What is required — Reproduce the full news article below on the Reading Between the Wines fundraiser, word for word.
** Excerpt to read follows **
Tickets available Friday for Reading Between the Wines
By Becky Barclay
Published in News on July 29, 2014 1:46 PM
Submitted photo
Michael Malone will be one of the featured writers at Literacy Connections' Reading Between the Wines event Sept. 27.
Wayne County residents will have a chance to meet two famous North Carolina authors and to help their neighbors at the same time this September.
Two North Carolina writers will read some of their works and talk about their craft during Reading Between the Wines, a fundraiser for Literacy Connections, an organization that teaches adults how to read.
The event is set for Sept. 27 from 5 to 7 p.m. at the historic Faison-Thomas home of Betty Duncan and Dave Ham at 705 Park Ave.
In addition to giving participants the opportunity to meet author Michael Malone and author and poet Ruth Moose, Reading Between the Wines also will feature an evening of wine and heavy hors d'oeuvres.
Participants will have the chance to sample all kinds of wines chosen by local wine expert Bob Crenshaw of HealthHabit. Refreshments will be provided by some of Wayne County's best cooks.
But the highlight of the evening will be presentations by Malone and Ms. Moose.
** End of Excerpt to read **
** Data records follows **
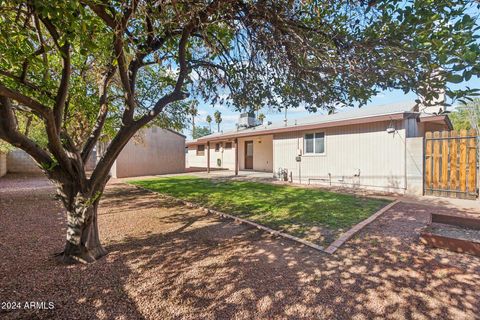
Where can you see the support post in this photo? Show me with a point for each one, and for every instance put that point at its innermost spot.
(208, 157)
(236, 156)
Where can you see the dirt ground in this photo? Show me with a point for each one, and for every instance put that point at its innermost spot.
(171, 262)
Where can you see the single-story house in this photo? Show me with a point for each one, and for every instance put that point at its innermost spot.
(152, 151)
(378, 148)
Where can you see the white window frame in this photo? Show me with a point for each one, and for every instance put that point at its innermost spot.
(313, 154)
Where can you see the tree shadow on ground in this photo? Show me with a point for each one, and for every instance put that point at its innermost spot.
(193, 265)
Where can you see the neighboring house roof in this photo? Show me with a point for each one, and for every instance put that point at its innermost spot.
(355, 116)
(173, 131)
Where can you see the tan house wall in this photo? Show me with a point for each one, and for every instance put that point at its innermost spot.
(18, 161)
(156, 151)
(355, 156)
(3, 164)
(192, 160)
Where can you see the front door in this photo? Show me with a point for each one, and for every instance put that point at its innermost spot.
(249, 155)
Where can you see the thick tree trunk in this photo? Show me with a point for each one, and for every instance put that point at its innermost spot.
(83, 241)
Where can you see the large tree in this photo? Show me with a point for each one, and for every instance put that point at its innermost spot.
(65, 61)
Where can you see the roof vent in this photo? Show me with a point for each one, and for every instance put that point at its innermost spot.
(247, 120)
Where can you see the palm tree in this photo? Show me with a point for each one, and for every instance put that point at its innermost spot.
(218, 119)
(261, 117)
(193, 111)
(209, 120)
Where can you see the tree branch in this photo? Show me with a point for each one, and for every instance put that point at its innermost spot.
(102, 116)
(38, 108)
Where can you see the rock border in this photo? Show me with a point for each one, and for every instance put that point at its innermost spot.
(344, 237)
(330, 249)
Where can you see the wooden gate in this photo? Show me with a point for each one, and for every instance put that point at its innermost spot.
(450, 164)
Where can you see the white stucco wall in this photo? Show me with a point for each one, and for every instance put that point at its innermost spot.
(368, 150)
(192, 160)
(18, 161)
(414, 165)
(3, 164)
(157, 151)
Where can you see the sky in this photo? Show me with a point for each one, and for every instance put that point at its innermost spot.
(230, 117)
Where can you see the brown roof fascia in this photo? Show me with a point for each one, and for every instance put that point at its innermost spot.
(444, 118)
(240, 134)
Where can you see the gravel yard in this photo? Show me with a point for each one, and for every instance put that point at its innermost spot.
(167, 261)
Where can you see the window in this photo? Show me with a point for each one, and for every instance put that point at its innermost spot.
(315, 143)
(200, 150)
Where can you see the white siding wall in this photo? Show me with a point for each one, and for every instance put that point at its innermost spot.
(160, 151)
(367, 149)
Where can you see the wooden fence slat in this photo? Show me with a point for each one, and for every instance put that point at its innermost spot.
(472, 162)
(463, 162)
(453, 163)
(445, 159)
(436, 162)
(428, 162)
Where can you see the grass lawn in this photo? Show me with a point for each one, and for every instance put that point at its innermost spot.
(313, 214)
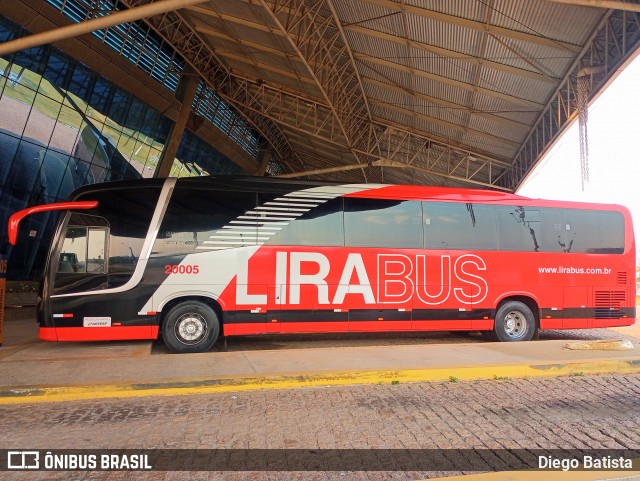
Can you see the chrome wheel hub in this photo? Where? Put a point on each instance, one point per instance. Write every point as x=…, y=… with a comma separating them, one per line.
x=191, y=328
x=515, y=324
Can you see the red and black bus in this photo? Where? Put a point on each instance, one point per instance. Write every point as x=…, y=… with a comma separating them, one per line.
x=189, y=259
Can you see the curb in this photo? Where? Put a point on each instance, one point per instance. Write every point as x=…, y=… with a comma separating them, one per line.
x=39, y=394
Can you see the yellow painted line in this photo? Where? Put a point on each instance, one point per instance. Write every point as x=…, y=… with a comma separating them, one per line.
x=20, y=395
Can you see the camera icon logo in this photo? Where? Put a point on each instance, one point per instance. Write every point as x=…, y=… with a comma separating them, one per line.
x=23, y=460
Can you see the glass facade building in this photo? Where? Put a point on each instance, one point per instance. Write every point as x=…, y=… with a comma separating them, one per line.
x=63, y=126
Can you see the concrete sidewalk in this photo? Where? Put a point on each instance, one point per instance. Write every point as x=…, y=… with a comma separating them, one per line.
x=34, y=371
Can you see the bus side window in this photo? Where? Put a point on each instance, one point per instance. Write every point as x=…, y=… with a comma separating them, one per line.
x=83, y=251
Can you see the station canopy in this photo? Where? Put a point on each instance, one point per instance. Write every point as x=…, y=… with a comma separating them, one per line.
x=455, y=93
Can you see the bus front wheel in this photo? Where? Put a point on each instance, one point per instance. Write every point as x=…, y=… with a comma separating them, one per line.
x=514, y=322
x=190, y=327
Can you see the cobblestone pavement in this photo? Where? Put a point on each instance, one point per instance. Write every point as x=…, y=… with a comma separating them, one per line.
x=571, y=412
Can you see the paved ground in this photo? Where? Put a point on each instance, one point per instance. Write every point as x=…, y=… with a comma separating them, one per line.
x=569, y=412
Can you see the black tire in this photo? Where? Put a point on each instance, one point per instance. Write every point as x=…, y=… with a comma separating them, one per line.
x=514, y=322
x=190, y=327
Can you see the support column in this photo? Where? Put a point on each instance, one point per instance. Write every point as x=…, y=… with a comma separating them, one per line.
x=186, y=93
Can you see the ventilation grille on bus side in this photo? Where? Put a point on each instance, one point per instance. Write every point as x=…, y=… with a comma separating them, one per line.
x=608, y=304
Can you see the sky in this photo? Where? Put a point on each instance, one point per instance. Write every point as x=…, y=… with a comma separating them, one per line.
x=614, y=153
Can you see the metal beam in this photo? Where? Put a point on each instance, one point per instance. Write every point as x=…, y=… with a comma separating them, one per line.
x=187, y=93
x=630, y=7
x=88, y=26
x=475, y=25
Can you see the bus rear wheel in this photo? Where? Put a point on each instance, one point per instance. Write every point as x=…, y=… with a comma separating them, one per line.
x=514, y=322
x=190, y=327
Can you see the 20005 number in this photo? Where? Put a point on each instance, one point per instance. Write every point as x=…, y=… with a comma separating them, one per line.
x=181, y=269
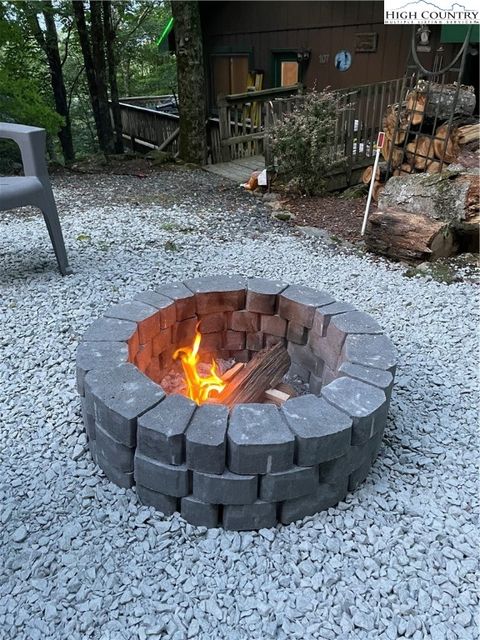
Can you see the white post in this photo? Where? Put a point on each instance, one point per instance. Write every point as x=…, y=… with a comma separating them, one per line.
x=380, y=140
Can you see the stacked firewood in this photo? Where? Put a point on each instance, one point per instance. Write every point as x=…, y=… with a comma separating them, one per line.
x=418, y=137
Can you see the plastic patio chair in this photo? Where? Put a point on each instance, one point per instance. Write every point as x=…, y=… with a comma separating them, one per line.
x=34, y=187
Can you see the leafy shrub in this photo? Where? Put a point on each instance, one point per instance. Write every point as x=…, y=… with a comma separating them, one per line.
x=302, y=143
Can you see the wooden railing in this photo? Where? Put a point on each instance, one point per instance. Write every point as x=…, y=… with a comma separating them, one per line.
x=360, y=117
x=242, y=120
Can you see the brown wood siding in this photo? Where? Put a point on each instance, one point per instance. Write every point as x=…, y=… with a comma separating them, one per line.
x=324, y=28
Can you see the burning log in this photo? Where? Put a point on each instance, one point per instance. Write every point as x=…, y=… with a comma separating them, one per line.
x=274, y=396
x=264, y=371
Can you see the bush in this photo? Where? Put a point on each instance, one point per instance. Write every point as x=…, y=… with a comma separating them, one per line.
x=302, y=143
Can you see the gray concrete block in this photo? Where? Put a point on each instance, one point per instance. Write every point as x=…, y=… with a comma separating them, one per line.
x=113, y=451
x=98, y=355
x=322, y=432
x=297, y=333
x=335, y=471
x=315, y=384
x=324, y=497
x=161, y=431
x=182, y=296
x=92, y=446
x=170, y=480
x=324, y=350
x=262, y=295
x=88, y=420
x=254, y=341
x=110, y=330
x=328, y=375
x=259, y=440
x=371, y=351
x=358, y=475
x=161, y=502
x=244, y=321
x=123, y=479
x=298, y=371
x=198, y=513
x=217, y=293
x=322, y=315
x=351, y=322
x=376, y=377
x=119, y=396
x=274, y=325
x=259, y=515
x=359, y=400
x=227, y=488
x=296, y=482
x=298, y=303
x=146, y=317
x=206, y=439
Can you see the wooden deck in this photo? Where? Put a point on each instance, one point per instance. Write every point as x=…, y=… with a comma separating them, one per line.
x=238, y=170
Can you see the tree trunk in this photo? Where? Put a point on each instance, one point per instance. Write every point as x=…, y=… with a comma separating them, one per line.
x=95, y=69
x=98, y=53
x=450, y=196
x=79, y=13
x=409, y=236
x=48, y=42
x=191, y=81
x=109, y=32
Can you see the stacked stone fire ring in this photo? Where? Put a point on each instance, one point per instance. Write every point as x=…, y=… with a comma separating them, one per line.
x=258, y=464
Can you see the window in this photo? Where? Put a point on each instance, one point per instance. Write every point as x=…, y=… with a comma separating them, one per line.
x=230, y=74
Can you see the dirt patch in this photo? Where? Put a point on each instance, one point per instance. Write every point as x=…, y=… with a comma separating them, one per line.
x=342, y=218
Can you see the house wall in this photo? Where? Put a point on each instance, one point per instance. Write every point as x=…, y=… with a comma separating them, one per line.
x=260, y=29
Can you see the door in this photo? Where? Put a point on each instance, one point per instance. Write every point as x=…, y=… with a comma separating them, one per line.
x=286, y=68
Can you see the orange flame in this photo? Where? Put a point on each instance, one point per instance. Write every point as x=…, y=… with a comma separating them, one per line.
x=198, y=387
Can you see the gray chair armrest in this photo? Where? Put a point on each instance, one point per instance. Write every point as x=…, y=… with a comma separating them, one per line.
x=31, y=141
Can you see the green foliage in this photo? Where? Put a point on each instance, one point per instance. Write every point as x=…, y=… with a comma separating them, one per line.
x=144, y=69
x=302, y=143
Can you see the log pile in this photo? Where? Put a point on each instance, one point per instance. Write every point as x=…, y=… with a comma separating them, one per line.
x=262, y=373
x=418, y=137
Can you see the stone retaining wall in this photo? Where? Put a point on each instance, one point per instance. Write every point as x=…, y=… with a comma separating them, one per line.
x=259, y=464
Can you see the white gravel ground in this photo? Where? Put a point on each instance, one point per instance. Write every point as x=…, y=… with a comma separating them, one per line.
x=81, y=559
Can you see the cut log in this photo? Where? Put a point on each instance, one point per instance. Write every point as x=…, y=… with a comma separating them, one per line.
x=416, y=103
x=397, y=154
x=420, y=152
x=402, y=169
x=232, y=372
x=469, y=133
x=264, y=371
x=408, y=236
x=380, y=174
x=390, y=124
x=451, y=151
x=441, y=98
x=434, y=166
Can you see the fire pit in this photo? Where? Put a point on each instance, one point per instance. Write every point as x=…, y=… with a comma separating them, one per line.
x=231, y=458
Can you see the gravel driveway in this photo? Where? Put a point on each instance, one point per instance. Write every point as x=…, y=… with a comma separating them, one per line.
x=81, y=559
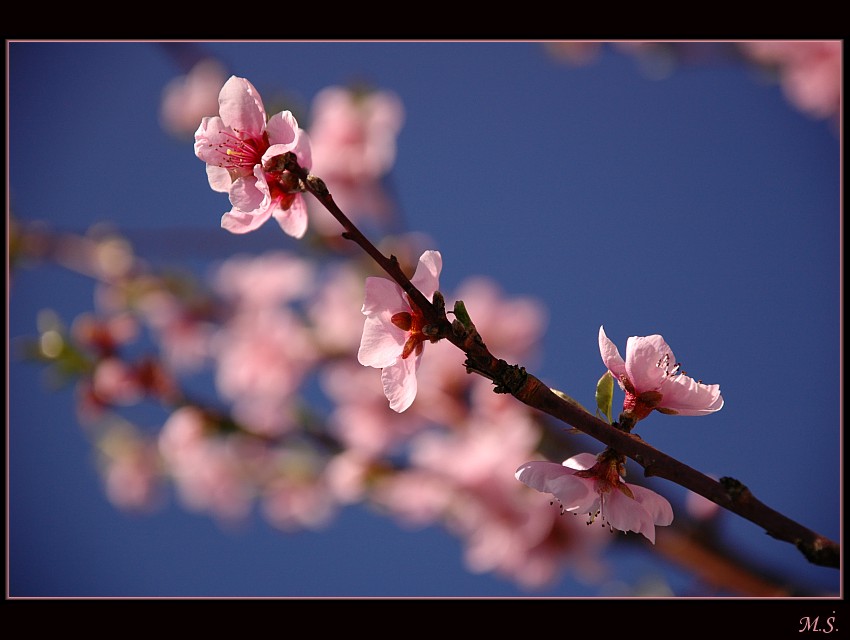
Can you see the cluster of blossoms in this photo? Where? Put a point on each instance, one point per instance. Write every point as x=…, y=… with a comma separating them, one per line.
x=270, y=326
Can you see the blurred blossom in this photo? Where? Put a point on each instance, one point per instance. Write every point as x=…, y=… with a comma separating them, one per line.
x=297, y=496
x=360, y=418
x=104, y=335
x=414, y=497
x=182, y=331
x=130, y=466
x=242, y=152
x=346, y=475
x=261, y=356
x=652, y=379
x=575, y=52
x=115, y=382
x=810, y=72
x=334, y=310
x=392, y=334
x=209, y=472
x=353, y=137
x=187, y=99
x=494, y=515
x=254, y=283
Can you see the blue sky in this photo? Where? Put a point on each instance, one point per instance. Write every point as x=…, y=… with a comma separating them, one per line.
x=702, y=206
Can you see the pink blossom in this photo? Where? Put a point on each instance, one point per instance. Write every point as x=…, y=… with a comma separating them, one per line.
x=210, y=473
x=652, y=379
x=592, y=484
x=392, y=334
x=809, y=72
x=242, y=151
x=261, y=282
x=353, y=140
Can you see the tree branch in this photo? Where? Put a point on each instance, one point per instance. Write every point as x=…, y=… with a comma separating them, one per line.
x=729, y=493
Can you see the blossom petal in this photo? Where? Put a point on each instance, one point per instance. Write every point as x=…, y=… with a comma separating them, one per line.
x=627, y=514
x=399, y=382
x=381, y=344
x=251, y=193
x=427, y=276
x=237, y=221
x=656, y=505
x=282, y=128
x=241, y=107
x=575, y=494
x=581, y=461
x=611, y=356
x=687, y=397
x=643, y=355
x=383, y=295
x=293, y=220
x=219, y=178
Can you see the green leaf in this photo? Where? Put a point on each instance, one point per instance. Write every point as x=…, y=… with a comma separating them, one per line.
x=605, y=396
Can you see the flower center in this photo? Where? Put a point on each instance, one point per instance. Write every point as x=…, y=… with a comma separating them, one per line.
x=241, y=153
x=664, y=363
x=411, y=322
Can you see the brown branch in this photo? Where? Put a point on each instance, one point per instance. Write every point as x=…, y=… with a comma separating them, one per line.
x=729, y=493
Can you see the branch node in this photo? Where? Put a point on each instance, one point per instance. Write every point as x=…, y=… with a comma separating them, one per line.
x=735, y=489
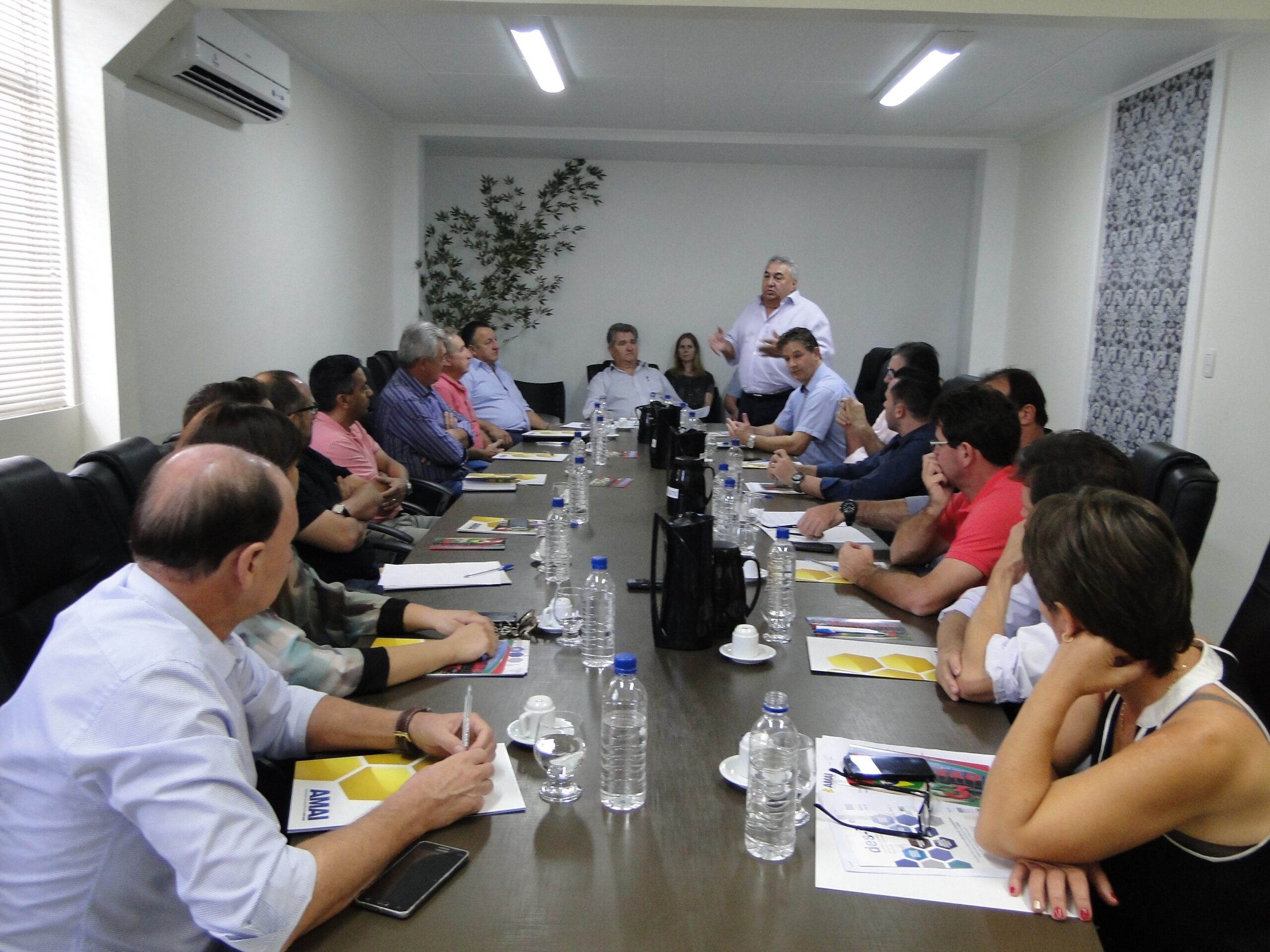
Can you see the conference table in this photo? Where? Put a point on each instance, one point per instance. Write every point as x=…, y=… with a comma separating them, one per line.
** End of Data records **
Task output —
Tickets available Friday for Reading Between the Wines
By Becky Barclay
Published in News on July 29, 2014 1:46 PM
Submitted photo
Michael Malone will be one of the featured writers at Literacy Connections' Reading Between the Wines event Sept. 27.
Wayne County residents will have a chance to meet two famous North Carolina authors and to help their neighbors at the same time this September.
Two North Carolina writers will read some of their works and talk about their craft during Reading Between the Wines, a fundraiser for Literacy Connections, an organization that teaches adults how to read.
The event is set for Sept. 27 from 5 to 7 p.m. at the historic Faison-Thomas home of Betty Duncan and Dave Ham at 705 Park Ave.
In addition to giving participants the opportunity to meet author Michael Malone and author and poet Ruth Moose, Reading Between the Wines also will feature an evening of wine and heavy hors d'oeuvres.
Participants will have the chance to sample all kinds of wines chosen by local wine expert Bob Crenshaw of HealthHabit. Refreshments will be provided by some of Wayne County's best cooks.
But the highlight of the evening will be presentations by Malone and Ms. Moose.